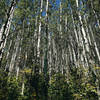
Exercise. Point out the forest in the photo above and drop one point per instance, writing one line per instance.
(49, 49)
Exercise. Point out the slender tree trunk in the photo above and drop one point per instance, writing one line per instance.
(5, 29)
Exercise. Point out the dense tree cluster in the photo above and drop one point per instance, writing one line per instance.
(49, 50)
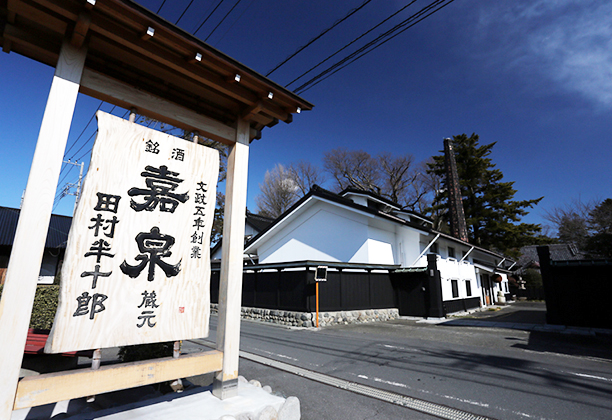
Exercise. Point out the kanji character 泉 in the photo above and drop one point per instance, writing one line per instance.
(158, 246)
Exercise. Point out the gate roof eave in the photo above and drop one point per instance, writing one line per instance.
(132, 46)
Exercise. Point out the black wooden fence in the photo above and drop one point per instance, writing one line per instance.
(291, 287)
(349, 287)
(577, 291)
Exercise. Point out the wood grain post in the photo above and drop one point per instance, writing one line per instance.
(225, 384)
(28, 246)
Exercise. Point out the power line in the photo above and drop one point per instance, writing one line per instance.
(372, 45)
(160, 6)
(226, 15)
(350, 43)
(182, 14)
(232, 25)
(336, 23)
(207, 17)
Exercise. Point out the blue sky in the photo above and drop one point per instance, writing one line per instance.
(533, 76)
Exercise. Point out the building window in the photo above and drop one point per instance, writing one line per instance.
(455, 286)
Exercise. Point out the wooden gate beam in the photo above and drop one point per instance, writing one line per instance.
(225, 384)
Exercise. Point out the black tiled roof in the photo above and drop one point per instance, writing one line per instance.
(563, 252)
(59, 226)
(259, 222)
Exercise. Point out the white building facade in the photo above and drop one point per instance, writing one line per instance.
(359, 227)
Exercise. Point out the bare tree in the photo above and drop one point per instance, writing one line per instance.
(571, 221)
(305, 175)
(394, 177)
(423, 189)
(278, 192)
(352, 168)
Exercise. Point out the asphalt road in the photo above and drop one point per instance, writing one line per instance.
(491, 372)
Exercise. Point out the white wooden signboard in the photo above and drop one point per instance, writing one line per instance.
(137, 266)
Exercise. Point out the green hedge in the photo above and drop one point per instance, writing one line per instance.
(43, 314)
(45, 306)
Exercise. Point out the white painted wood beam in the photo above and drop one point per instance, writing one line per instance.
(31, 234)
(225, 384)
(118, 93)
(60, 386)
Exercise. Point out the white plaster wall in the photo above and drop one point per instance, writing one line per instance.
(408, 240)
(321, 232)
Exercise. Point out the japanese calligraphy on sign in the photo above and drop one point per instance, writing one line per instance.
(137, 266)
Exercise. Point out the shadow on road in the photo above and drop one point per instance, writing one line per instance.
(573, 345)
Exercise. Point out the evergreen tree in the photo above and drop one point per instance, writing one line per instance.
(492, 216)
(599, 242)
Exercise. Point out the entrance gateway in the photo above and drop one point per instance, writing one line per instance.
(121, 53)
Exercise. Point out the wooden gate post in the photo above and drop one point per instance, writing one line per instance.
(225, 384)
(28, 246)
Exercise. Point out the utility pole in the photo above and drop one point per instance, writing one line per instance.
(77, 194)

...

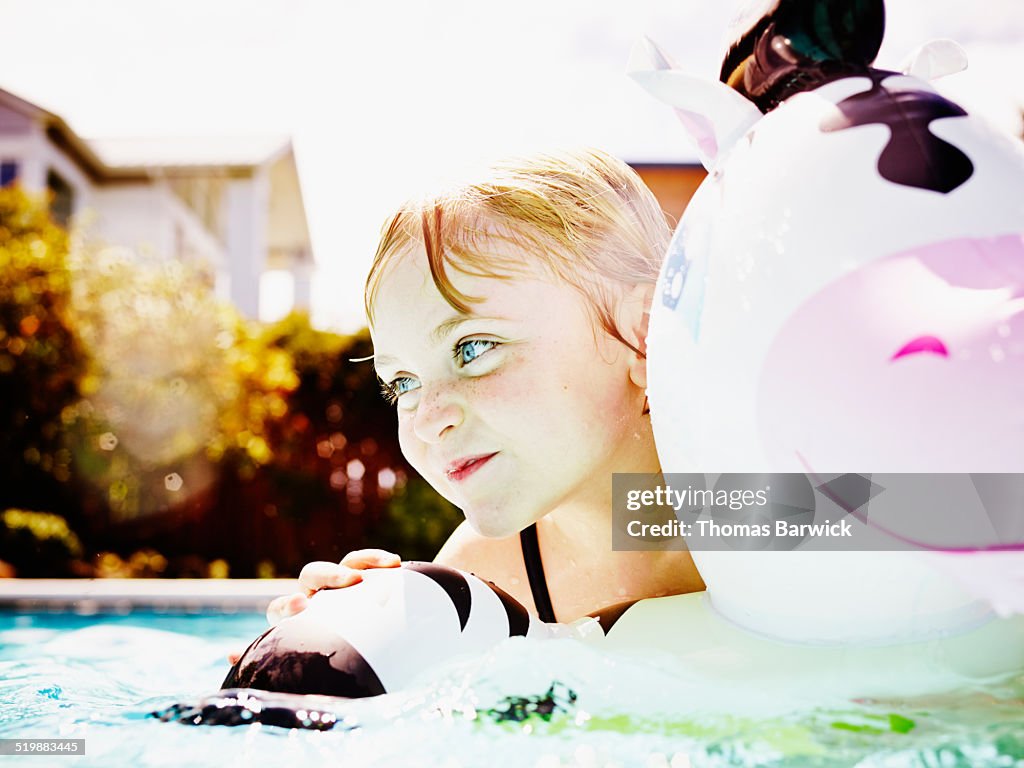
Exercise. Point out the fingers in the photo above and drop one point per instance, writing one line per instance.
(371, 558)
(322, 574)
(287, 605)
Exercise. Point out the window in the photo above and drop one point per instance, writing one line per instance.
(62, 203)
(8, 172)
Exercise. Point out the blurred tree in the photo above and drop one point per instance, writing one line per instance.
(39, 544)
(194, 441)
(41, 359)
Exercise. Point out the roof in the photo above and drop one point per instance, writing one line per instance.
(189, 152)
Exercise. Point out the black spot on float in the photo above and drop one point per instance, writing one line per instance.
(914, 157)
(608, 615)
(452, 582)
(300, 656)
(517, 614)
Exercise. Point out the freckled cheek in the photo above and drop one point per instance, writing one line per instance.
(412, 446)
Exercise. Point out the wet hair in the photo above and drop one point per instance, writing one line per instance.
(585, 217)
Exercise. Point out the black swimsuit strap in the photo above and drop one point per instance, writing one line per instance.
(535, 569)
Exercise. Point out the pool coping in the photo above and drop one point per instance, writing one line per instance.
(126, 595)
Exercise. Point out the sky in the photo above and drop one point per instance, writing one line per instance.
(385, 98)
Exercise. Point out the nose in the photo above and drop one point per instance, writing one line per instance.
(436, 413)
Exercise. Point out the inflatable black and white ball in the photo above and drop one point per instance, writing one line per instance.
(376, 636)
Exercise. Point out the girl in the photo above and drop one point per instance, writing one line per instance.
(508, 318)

--

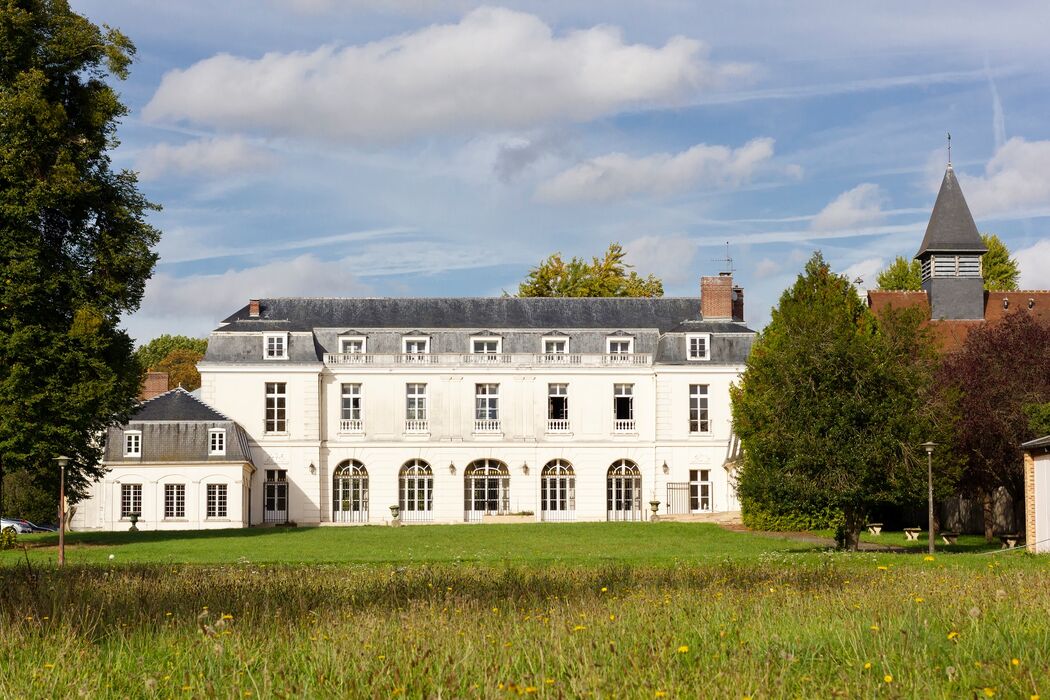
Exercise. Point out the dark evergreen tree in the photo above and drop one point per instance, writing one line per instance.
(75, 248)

#### Prompt
Find each line in the records above that contains the word "black", and copy every such line in full.

#### Expected answer
Exercise. Point out the black wooden fence in the photo above and drop one point per instance, writing one line per instance.
Exercise. Point out the black tiled roof in the photo above and drop one point per instance, writing one line per instance.
Exercise. Point out the black spot on float in the photo above and drop one point per instance, writing one line per instance.
Exercise. Point out the black swimsuit strap in the photo above and drop one point per instance, writing one line per instance.
Exercise. Point out the inflatable black and white ball in the photo above and drop one point per instance, writing one line per instance.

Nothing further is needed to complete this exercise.